Task brief =>
Rewrite each of the records below with "short haircut" swapped for "long haircut" and every other word kept the same. Leave the pictures out of your answer.

Task data =>
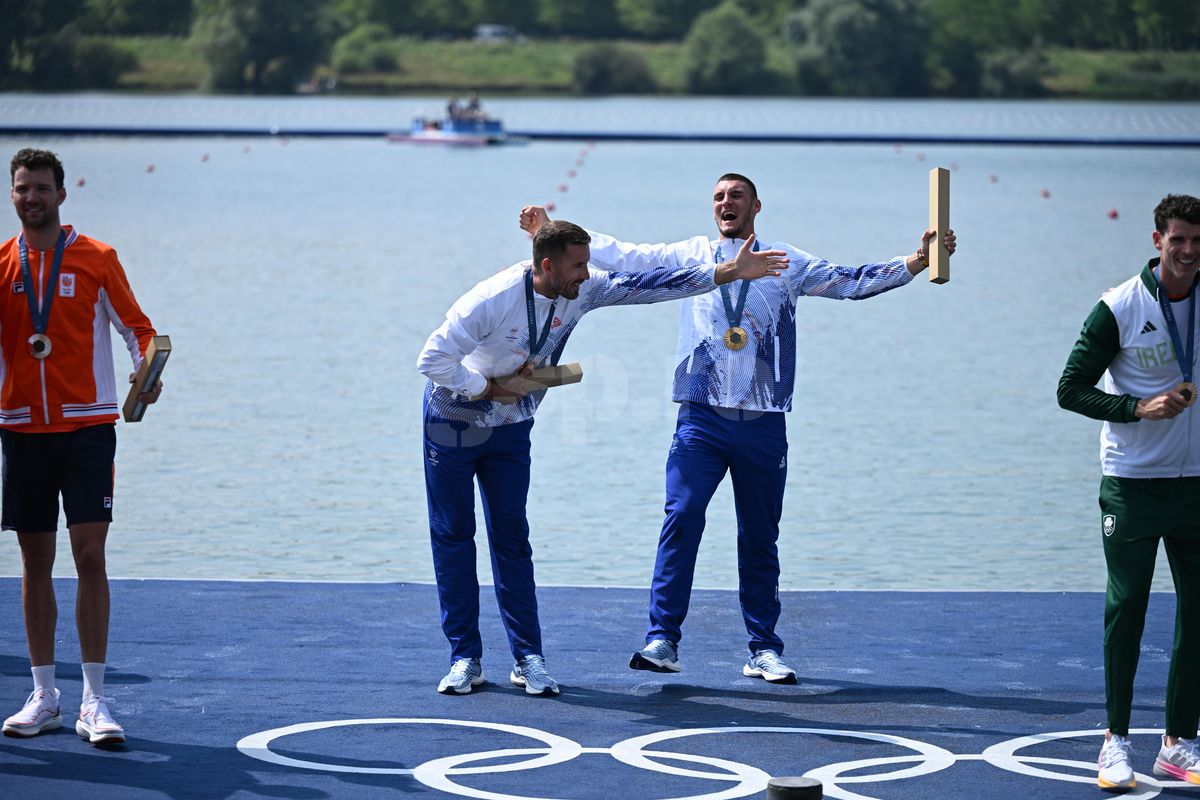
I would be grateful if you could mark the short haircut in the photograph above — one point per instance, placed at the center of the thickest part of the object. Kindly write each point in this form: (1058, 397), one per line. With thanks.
(31, 160)
(736, 176)
(553, 238)
(1176, 206)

Final answer =>
I would be grateful if you could mark the long haircut in the photograph above — one point per instance, placed at the center of the thickest part of the object. Kindly write each point in this form: (1058, 397), one per line. With thanks.
(31, 160)
(736, 176)
(553, 238)
(1176, 206)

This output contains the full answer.